BRIEF ▸ Once you have read the records, write them out again exactly.

DATA SHOWN ▸
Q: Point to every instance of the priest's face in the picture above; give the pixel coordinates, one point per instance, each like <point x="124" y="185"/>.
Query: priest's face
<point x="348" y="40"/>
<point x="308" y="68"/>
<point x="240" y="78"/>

EXERCISE RESULT ▸
Q: Point to every instance of the priest's face in the picture above; give the pixel coordinates, one point per instance, each like <point x="124" y="185"/>.
Query: priest's face
<point x="348" y="40"/>
<point x="308" y="68"/>
<point x="240" y="78"/>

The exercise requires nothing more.